Provided data:
--- begin ---

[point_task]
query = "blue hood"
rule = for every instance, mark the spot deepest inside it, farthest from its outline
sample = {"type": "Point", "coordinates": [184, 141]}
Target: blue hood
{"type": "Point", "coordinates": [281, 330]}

--- end ---

Exercise description: Can you rewrite the items above, putting "red hood" everywhere "blue hood" appears and leaving everything else as it is?

Result for this exercise:
[point_task]
query = "red hood"
rule = for every instance, mark the spot deepest inside it, farthest from its outline
sample = {"type": "Point", "coordinates": [184, 141]}
Target: red hood
{"type": "Point", "coordinates": [281, 330]}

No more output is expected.